- **Given request**
Using the data below, repeat all of it precisely.

- **Data shown**

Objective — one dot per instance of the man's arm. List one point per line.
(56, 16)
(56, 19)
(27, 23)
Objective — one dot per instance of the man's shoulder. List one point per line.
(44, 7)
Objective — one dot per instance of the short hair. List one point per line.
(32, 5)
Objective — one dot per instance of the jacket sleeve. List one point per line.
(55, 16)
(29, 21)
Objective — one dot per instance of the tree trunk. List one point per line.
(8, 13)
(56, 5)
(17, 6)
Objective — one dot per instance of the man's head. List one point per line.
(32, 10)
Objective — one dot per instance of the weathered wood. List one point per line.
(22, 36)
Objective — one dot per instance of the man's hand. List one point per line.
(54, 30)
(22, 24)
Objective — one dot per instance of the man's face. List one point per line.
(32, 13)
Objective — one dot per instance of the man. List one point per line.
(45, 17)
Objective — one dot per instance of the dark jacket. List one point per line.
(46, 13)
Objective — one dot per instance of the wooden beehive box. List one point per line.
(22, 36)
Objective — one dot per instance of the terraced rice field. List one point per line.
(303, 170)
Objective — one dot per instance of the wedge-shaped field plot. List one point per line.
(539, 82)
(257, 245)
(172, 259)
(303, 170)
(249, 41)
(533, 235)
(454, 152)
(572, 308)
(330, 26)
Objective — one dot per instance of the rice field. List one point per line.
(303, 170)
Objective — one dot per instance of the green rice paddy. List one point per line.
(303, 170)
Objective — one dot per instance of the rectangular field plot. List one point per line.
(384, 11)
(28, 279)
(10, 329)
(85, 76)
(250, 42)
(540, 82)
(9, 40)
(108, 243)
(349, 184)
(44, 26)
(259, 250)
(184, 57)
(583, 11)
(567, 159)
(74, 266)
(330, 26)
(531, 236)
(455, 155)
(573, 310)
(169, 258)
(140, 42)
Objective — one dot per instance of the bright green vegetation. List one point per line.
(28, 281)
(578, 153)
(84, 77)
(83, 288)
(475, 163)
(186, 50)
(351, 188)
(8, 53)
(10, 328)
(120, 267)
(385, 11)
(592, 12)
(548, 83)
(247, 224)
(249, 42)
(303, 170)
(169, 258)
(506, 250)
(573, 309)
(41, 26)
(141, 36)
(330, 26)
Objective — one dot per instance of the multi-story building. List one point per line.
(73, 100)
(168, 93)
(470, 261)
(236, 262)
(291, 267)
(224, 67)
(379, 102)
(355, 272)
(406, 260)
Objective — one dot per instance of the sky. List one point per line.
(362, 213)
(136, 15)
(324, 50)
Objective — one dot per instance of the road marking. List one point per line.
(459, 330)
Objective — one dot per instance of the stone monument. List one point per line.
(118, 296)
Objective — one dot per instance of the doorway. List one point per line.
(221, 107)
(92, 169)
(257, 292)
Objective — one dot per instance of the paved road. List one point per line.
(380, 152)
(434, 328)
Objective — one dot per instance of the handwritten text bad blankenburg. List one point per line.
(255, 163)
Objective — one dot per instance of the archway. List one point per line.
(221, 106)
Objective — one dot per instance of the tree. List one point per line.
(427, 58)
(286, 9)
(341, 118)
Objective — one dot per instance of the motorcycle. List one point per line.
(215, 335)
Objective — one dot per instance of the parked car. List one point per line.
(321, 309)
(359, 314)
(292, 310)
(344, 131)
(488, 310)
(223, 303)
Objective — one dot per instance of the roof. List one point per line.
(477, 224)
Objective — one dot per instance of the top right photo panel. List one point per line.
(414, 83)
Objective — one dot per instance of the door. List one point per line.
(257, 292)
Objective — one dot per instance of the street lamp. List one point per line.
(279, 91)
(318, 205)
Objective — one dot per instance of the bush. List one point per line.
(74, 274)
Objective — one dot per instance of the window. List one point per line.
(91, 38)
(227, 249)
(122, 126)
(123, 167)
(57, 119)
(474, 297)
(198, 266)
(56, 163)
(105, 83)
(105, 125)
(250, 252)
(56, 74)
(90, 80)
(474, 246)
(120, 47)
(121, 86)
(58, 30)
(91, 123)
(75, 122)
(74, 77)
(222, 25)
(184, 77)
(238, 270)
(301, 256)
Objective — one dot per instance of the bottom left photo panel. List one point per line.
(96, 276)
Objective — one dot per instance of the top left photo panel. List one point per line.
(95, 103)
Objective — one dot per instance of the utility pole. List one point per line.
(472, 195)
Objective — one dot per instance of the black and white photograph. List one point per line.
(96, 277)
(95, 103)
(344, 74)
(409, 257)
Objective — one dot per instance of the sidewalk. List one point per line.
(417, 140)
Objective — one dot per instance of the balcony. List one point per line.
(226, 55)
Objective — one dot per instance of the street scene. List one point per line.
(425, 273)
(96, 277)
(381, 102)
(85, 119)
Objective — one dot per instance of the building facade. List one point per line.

- **Answer to the problem**
Objective — one dot per instance of the man's arm. List one point per line.
(56, 16)
(56, 19)
(27, 23)
Objective — one dot per instance of the man's shoulder. List one point per line.
(44, 7)
Objective — one dot per instance of the short hair. List one point per line.
(32, 5)
Objective — one dot per instance of the jacket sleeve. List one point per line.
(55, 16)
(29, 21)
Objective — one dot per instance of the tree trunk. List one point per line.
(8, 13)
(56, 5)
(17, 6)
Objective — one dot per instance of the man's head. List one point per line.
(32, 10)
Objective — one dot per instance of the weathered wood. List one point per line.
(22, 36)
Objective — one dot per instance of the man's hand. List one point per line.
(54, 30)
(22, 24)
Objective — one dot per instance of the man's face. List one point per line.
(32, 13)
Objective — one dot per instance of the man. List one point per line.
(45, 17)
Objective — one dot per instance of the dark jacket. List one point per line.
(46, 13)
Objective — one dot per instance of the wooden beehive box. List one point per line.
(22, 36)
Objective — one dot per instance of the terraced rice field. List one point per line.
(303, 170)
Objective — one dot per instance of the wedge-shaped field plot. List one point per line.
(539, 82)
(257, 245)
(172, 259)
(303, 170)
(249, 41)
(533, 235)
(454, 152)
(572, 308)
(330, 26)
Objective — one dot per instance of the rice field. List one point per line.
(303, 170)
Objective — one dot per instance of the green rice paddy. List one point per line.
(303, 170)
Objective — one dot per instance of the rectangular field plot. List one point per line.
(384, 11)
(28, 279)
(10, 329)
(85, 76)
(250, 42)
(540, 82)
(9, 40)
(108, 243)
(349, 184)
(44, 26)
(259, 250)
(184, 57)
(583, 11)
(567, 159)
(74, 266)
(330, 26)
(531, 236)
(455, 155)
(573, 310)
(169, 258)
(140, 42)
Objective — one dot per instance of the bright green vegetation. List one point per line.
(28, 281)
(578, 153)
(84, 77)
(83, 288)
(475, 163)
(186, 50)
(351, 188)
(8, 53)
(10, 328)
(120, 267)
(385, 11)
(592, 12)
(548, 83)
(247, 224)
(249, 42)
(303, 170)
(169, 258)
(506, 250)
(573, 309)
(41, 26)
(141, 36)
(330, 26)
Objective — one dot per instance of the multi-story building. List one point per line.
(73, 100)
(168, 93)
(470, 261)
(236, 262)
(291, 267)
(224, 67)
(379, 102)
(355, 272)
(406, 260)
Objective — one dot per instance of the sky. List one point per line.
(362, 213)
(136, 15)
(324, 50)
Objective — one dot per instance of the road marking. List one point per line.
(459, 330)
Objective — one dot per instance of the stone monument. List one point per line.
(118, 296)
Objective — one dot per instance of the doorway. List one point per line.
(221, 107)
(92, 169)
(257, 292)
Objective — one dot per instance of the paved road. List one point per line.
(380, 152)
(434, 328)
Objective — one dot per instance of the handwritten text bad blankenburg. List one point per line.
(255, 163)
Objective — one dot per instance of the archway. List one point per line.
(221, 106)
Objective — one dot per instance of the tree. List one point per line.
(427, 58)
(286, 9)
(341, 118)
Objective — one dot per instance of the motorcycle. List one point per line.
(215, 335)
Objective — one dot per instance of the parked car. List one point per line.
(321, 309)
(359, 314)
(292, 310)
(344, 131)
(488, 310)
(223, 303)
Objective — one dot per instance of the roof. List one point per line.
(477, 224)
Objective — one dot per instance of the top right photo panel. List one point per line.
(414, 83)
Objective — one dot per instance of the door. List one point per line.
(257, 292)
Objective — one dot per instance of the street lamp. List one point per line.
(279, 91)
(318, 205)
Objective — one dot per instance of the bush. List one point per line.
(74, 274)
Objective — one dot per instance of the window. List one point per line.
(91, 38)
(227, 249)
(122, 126)
(123, 167)
(57, 119)
(474, 297)
(198, 266)
(56, 163)
(105, 83)
(105, 125)
(250, 252)
(56, 74)
(90, 80)
(474, 246)
(120, 47)
(121, 86)
(58, 30)
(91, 123)
(75, 122)
(74, 77)
(222, 25)
(184, 77)
(238, 270)
(301, 256)
Objective — one dot per instance of the bottom left photo panel. List one point per line.
(96, 276)
Objective — one dot per instance of the top left photo panel. List one point per line.
(95, 103)
Objective — one dot per instance of the utility pole. List one point per line.
(472, 195)
Objective — one dot per instance of the black and white photograph. List one point per line.
(96, 277)
(95, 103)
(344, 74)
(409, 257)
Objective — one dot per instance of the sidewalk. List one point per line.
(417, 140)
Objective — one dot per instance of the balcony. List one point per line.
(226, 55)
Objective — one dot per instance of the street scene. List one point per line.
(425, 273)
(96, 277)
(381, 102)
(85, 119)
Objective — one dot per instance of the building facade. List one point per line.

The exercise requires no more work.